● **TASK MATERIAL**:
◆ ◆ ◆ ◆

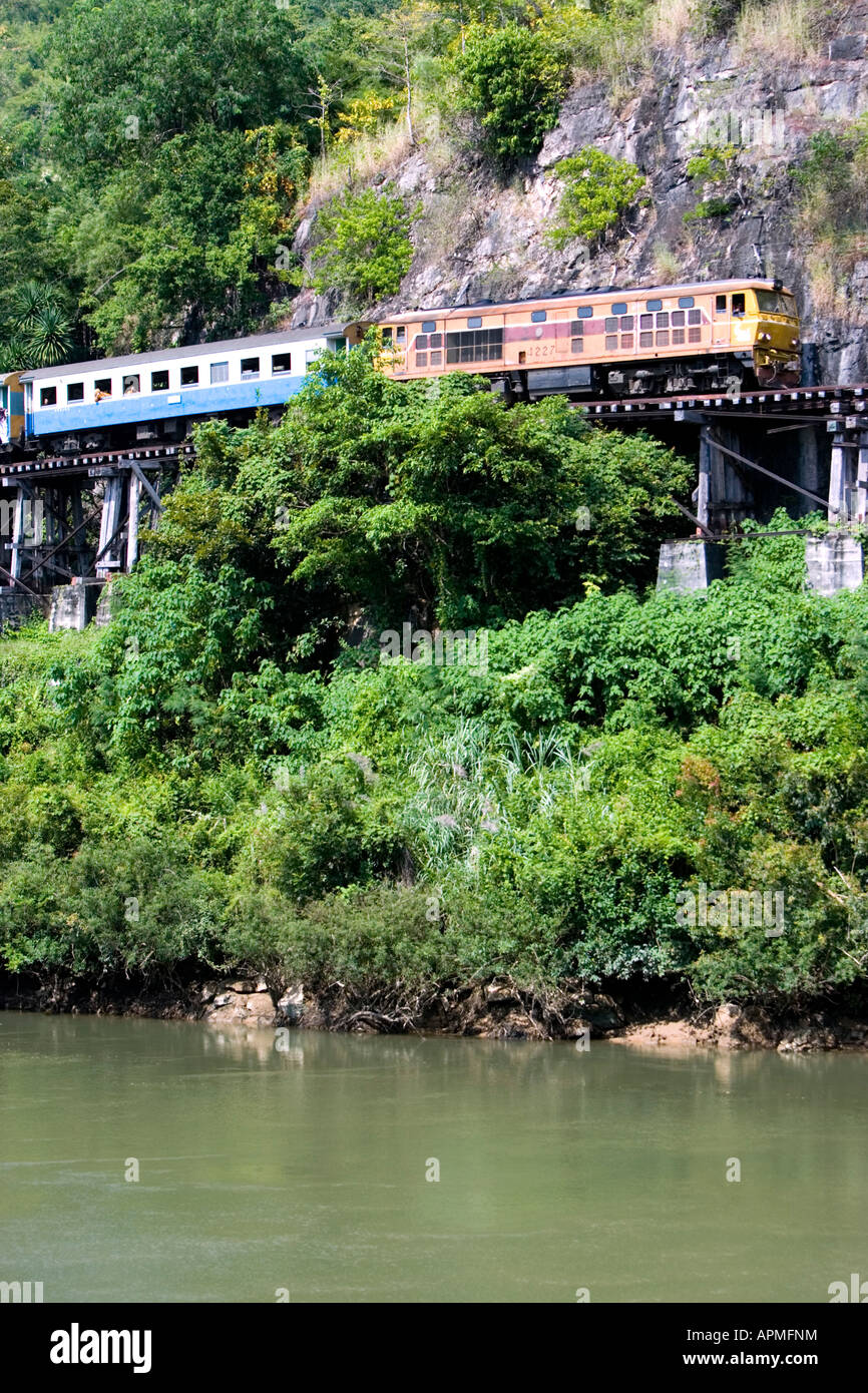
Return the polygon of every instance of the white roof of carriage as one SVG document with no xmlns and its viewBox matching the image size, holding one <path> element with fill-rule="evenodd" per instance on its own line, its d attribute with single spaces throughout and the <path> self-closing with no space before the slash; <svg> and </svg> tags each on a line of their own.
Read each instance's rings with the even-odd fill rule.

◆ ◆ ◆ ◆

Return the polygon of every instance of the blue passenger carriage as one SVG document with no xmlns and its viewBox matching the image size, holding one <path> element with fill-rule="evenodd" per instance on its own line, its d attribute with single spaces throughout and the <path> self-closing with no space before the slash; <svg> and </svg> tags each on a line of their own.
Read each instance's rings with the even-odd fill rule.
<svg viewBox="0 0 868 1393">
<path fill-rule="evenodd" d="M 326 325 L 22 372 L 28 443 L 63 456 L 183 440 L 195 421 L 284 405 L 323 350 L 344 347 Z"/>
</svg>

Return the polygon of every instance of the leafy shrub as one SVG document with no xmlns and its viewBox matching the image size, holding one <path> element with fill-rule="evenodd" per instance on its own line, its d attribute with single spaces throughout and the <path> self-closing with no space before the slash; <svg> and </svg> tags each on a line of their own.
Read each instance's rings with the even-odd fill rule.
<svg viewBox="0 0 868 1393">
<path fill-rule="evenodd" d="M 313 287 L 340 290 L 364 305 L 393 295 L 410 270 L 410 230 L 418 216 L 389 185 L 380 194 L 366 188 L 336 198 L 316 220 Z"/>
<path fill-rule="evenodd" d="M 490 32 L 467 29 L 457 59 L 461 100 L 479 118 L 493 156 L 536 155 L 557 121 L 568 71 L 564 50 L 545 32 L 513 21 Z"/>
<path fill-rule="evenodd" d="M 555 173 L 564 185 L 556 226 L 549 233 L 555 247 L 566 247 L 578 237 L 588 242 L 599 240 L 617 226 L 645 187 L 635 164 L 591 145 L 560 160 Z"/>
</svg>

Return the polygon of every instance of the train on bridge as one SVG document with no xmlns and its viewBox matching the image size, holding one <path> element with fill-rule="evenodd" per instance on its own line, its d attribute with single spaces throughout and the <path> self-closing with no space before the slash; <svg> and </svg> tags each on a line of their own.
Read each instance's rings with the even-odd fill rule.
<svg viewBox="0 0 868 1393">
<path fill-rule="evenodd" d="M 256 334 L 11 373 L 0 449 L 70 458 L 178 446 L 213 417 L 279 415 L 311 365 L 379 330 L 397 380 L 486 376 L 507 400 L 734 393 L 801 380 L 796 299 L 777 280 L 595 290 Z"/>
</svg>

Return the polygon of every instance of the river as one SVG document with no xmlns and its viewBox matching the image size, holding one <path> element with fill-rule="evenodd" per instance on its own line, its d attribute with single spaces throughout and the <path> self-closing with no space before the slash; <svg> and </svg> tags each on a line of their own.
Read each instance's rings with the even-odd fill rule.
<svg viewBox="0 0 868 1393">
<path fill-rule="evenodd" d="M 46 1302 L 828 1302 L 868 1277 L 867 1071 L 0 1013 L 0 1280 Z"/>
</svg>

◆ ◆ ◆ ◆

● **SHORT EXERCISE**:
Find every line in the listing that contains the string "xmlns" and copy each such line in full.

● **COMPLETED EXERCISE**:
Return the polygon of every instance of the white roof of carriage as one SVG document with no xmlns and its viewBox matching the image size, holding one <path> element with fill-rule="evenodd" per instance on its own line, its d attribute with single spaces throughout and the <path> self-closing with no space before the slash; <svg> and </svg> tags each on a line of their own.
Return the polygon of every instance of the blue passenger carriage as one SVG document with no xmlns and its viewBox matching the image size, holding one <path> element with fill-rule="evenodd" per instance on its own line, its d attribute with single spaces throughout and the <path> self-closing with no space before the slash; <svg> and </svg> tags each on a line of their own.
Return the polygon of every instance of the leafy shrub as one SVG document with no xmlns and its viewBox matching the image size, holding one <path> element with fill-rule="evenodd" per instance on its own line, its d attribute with single spaces throughout and the <path> self-closing with no space before the slash; <svg> and </svg> tags each on a line of their own.
Return the polygon of every instance of the train on bridge as one SVG document with no xmlns and its viewBox matching the image size, holding one <path> element with fill-rule="evenodd" per instance on its own line, its d attribute with single spaces throughout and the <path> self-closing with no space before the slash; <svg> and </svg> tags each on a line of their own.
Return the polygon of every instance of the river as one SVG document with no xmlns and its viewBox matching the image size, holding one <path> element with fill-rule="evenodd" per instance on its own line, its d attribute with single spaces throughout and the <path> self-closing with no space before the slash; <svg> and </svg> tags each on a line of their own.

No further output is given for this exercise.